TEXT PASSAGE:
■ ■ ■ ■ ■ ■ ■

[Nepomuk] Re: Presentation, queries and other stuff

Mon Mar 7 14:30:18 CET 2011

You get soprano at soprano.sf.net.
As for compiling: check the INSTALL file that comes with it.
Maybe before trying to compile you should install soprano-devel from
your distribution to make sure you get all the dependencies for building it.

Cheers,
Sebastian

On 03/07/2011 12:42 PM, Ignacio Serantes wrote:
> 
> On Mon, Mar 7, 2011 at 10:09 AM, Sebastian Trüg <trueg at kde.org
> <mailto:trueg at kde.org>> wrote:
> 
>     I forgot one thing:
> 
>     about the web interface. Nepomuk is running Virtuoso in lite mode. To
>     disable that you need to hack Soprano and comment line 328 in
>     soprano/backends/virtuoso/virtuosocontroller.cpp.
>     Sadly there is no configuration option for that at the moment.
> 
> 
> All I know about compiling in linux is:
> 1) Download and uncompress tgz.
> 2) ./configure && make && sudo make install
> 
> Could Soprano be compiled with my skills? Where I can download the tgz?
> 
>     Cheers,
>     Sebastian
> 
>     On 03/06/2011 02:33 PM, Ignacio Serantes wrote:
>     > On Wed, Mar 2, 2011 at 12:24 PM, Sebastian Trüg <trueg at kde.org
>     <mailto:trueg at kde.org>
>     > <mailto:trueg at kde.org <mailto:trueg at kde.org>>> wrote:
>     >
>     > Hi!
>     >
>     > Sorry for the lag but I'm really busy.
>     >
>     >     On 03/02/2011 11:57 AM, Ignacio Serantes wrote:
>     >     > On Wed, Mar 2, 2011 at 9:55 AM, Sebastian Trüg
>     <trueg at kde.org <mailto:trueg at kde.org>
>     >     <mailto:trueg at kde.org <mailto:trueg at kde.org>>
>     >     > <mailto:trueg at kde.org <mailto:trueg at kde.org>
>     <mailto:trueg at kde.org <mailto:trueg at kde.org>>>> wrote:
>     >
>     >
>     >
>     >     > This is worrying because many problems can't be solved with
>     brutal
>     >     > queries with brutal inner joins. This stuff must be added if
>     you want
>     >     > that nepomuk db works with a limited amount of RAM and CPU.
>     >
>     >     Please make suggestions.
>     >
>     >
>     >     > The story of my life, I'm always be an step before a working
>     >     nepomuk :).
>     >     > Can you explain me a little bit how are this final
>     optimizations?
>     >
>     >     A better visibility check directly on the resource. This also
>     requires a
>     >     nao:userVisible property on all resources which is done by a
>     new class.
>     >
>     >
>     > Great!, precisely this is the big problem I found with your
>     queries and
>     > you resolved adding a flag. Please, check the following simple queries
>     > with one string tests. Strings are selected to obtain result sets with
>     > different size.

■ ■ ■ ■ ■ ■ ■

DATA EXCERPT:

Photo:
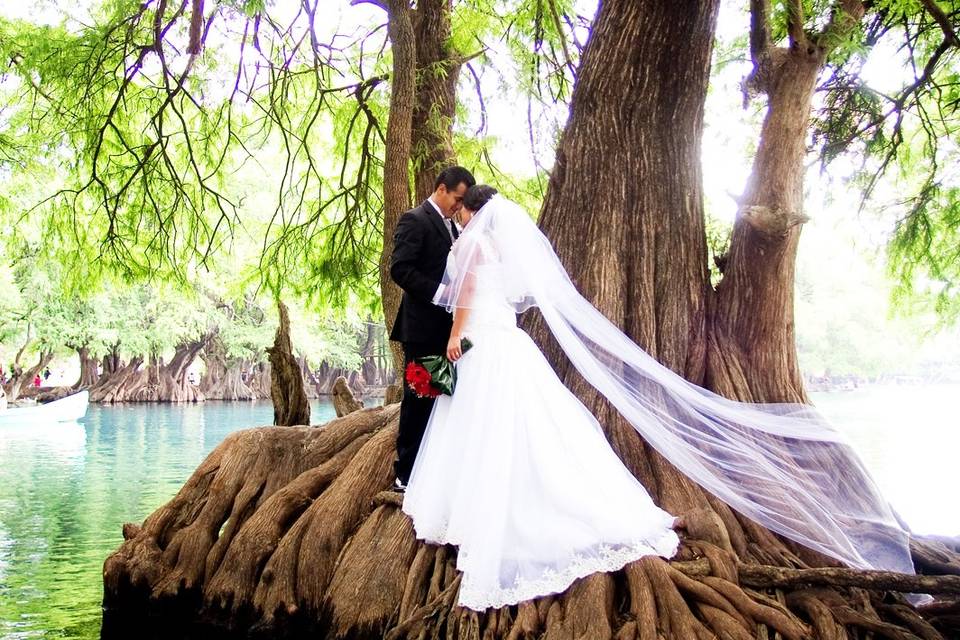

■ ■ ■ ■ ■ ■ ■

WHAT THIS EXERCISE ASKS:
#1 Could you recast the paragraph of the Nepomuk thread that begins "You get soprano at soprano.sf.net" as a short list that keeps its main facts?
#2 Could you update the passage of the Nepomuk thread starting with "On 03/07/2011 12:42" and going on through "at the moment.", with "lite mode" replaced by "light mode"?
#3 Can you go on with the Nepomuk thread from the point where it stops?
None of the data is needed here.

THE ANSWERS:
#1
- Soprano is available at soprano.sf.net.
- Compiling instructions are in the INSTALL file that comes with it.
- Installing soprano-devel from your distribution before compiling may help ensure you have all the dependencies needed to build it.

#2
On 03/07/2011 12:42 PM, Ignacio Serantes wrote:
> 
> On Mon, Mar 7, 2011 at 10:09 AM, Sebastian Trüg <trueg at kde.org
> <mailto:trueg at kde.org>> wrote:
> 
>     I forgot one thing:
> 
>     about the web interface. Nepomuk is running Virtuoso in light mode. To
>     disable that you need to hack Soprano and comment line 328 in
>     soprano/backends/virtuoso/virtuosocontroller.cpp.
>     Sadly there is no configuration option for that at the moment.

#3
>     >
>     > Test #01 [    API_H1,       (dorama)]:    93 results in   0.06073117
>     > seconds
>     > Test #02 [    API_H2,       (dorama)]:    93 results in   1.84762883
>     > seconds
>     > Test #03 [    API_H3,       (dorama)]:    93 results in  
>     2.01492691 seconds
>     > Test #04 [    API_H4,       (dorama)]:    93 results in  
>     1.91813993 seconds
>     > Test #05 [    API_H5,       (dorama)]:    93 results in  
>     1.60597801 seconds
>     > Test #06 [       API,       (dorama)]:    93 results in  
>     2.23234606 seconds
>     > Test #07 [    API_H1,    (ha ji won)]:     2 results in   0.01688004
>     > seconds
>     > Test #08 [    API_H2,    (ha ji won)]:     2 results in  
>     5.00310612 seconds
>     > Test #09 [    API_H3,    (ha ji won)]:     2 results in  
>     4.11244702 seconds
>     > Test #10 [    API_H4,    (ha ji won)]:     2 results in  
>     3.95332003 seconds
>     > Test #11 [    API_H5,    (ha ji won)]:     2 results in  
>     3.90592694 seconds
>     > Test #12 [       API,    (ha ji won)]:     2 results in
>      11.18835807 seconds
>     > Test #13 [    API_H1,        (music)]:  5434 results in  
>     1.39107108 seconds
>     > Test #14 [    API_H2,        (music)]:  5420 results in  
>     4.74685478 seconds
>     > Test #15 [    API_H3,        (music)]:  5420 results in  
>     5.27211499 seconds
>     > Test #16 [    API_H4,        (music)]:  5420 results in  
>     5.14297509 seconds
>     > Test #17 [    API_H5,        (music)]:  5420 results in  
>     4.99993420 seconds
>     > Test #18 [       API,        (music)]:  5420 results in  
>     9.88414216 seconds
>     >
>     > The query is the same but I applied minor changes:
>     > API_H1: is the same query without visibility inner join so easy to
>     > wonder where is the main performance problem.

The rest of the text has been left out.